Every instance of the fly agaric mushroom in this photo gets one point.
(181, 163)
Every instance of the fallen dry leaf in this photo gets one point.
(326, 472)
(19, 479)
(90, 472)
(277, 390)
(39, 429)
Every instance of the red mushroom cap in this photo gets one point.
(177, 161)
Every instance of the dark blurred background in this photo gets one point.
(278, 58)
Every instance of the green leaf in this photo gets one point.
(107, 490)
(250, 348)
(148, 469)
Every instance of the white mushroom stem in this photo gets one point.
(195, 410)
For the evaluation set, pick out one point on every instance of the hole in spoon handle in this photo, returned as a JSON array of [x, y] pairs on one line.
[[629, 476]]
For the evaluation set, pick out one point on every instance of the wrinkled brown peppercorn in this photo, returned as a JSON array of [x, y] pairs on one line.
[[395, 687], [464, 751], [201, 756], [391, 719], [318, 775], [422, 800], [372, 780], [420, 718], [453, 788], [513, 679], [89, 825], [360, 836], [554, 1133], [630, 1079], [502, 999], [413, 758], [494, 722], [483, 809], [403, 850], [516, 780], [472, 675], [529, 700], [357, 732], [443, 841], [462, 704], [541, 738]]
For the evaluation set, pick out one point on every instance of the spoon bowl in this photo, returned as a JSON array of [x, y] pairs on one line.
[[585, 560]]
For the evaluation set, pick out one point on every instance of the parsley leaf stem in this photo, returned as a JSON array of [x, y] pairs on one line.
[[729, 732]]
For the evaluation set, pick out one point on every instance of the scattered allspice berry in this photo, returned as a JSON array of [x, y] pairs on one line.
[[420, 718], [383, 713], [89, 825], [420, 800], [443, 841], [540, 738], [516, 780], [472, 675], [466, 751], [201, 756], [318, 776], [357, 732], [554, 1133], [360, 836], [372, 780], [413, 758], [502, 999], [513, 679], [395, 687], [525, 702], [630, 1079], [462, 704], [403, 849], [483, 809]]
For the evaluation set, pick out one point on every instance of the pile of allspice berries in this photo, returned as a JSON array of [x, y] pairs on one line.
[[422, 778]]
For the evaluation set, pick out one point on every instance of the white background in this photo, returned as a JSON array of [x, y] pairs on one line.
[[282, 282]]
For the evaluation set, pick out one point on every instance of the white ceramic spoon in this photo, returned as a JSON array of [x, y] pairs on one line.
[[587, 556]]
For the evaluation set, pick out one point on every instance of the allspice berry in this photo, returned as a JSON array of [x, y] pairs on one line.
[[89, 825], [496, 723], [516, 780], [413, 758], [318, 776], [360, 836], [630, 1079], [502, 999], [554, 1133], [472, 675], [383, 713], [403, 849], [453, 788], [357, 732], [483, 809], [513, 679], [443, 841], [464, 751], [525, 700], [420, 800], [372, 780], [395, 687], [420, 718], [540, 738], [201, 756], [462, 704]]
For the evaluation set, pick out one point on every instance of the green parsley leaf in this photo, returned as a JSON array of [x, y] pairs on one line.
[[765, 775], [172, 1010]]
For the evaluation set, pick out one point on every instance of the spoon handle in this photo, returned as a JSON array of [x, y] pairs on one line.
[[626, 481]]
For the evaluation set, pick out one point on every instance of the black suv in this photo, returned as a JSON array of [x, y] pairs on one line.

------------------------------

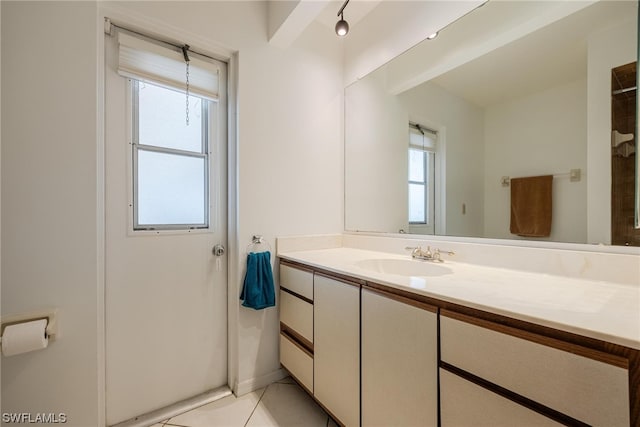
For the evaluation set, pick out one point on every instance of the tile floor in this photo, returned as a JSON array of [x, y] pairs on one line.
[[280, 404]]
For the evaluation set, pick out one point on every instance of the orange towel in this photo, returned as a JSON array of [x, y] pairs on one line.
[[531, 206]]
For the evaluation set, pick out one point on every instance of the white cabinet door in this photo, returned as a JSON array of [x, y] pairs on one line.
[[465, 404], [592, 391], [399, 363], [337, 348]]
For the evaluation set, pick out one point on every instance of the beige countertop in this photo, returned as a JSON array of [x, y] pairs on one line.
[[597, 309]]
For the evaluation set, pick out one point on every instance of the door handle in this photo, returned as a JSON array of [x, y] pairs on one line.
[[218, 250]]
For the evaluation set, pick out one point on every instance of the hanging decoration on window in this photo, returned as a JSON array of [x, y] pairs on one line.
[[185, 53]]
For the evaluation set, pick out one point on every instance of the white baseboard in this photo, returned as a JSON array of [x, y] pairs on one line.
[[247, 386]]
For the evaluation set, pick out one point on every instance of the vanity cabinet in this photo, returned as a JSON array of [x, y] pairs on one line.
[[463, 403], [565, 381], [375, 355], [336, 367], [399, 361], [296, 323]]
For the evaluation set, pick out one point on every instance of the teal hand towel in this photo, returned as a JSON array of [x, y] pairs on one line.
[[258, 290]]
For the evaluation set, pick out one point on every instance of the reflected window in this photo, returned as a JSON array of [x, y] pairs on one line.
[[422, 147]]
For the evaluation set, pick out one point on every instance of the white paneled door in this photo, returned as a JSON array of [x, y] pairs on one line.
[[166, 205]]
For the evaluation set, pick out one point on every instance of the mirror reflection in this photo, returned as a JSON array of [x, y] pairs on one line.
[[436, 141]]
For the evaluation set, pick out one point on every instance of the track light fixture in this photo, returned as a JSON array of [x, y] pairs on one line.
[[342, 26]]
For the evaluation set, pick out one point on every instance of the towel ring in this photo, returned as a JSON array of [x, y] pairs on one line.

------------------------------

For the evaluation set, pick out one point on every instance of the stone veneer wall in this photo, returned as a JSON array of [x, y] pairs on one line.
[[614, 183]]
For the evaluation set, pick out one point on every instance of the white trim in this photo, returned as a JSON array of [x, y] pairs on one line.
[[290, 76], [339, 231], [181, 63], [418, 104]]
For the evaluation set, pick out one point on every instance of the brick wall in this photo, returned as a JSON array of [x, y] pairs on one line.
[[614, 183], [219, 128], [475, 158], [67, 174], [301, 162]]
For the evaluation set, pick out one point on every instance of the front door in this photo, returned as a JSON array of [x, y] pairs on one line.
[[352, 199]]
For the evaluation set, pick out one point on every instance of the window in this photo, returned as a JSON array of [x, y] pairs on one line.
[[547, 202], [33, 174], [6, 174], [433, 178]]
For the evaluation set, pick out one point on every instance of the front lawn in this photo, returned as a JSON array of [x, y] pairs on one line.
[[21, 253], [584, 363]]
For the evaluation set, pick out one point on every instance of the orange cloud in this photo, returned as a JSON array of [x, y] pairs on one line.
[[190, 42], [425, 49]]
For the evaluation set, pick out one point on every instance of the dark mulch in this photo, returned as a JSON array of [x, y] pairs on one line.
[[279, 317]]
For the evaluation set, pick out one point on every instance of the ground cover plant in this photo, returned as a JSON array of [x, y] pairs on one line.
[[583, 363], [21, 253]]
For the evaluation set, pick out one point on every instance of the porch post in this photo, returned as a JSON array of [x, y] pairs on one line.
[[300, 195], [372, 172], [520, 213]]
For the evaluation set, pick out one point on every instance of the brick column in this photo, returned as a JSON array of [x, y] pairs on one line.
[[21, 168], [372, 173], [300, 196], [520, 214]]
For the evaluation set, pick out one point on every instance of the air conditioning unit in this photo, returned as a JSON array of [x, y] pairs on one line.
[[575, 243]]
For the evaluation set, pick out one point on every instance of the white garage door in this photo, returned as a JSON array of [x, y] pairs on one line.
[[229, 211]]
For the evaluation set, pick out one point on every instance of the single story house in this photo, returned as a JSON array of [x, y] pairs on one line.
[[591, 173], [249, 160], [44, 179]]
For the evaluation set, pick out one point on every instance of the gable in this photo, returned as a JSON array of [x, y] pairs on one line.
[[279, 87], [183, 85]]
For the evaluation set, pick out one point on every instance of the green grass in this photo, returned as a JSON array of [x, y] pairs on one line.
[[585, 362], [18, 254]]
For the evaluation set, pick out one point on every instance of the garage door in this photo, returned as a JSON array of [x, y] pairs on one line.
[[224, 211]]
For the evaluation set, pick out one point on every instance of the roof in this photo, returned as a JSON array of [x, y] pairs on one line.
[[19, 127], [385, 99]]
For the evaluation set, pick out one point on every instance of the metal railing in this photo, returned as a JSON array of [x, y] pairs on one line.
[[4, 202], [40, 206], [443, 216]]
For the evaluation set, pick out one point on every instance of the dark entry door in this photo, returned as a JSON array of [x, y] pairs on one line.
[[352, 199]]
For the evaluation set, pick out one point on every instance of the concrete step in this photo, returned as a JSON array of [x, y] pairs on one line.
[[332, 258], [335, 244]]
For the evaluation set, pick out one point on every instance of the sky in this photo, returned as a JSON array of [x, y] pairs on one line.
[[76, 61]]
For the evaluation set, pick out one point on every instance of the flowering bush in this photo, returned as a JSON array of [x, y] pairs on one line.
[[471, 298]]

------------------------------

__Polecenie__
Ułóż w listę numerowaną wiersze powyższego materiału: zacznij od wiersza zawierającego „of the teal”, a skończ na wierszu zawierającym „[[258, 290]]”, oba włącznie. Puste wiersze pomiń.

__Odpowiedź__
1. For the evaluation set, pick out one point on every instance of the teal hand towel in this photo, returned as a JSON array of [x, y] pairs on one line.
2. [[258, 290]]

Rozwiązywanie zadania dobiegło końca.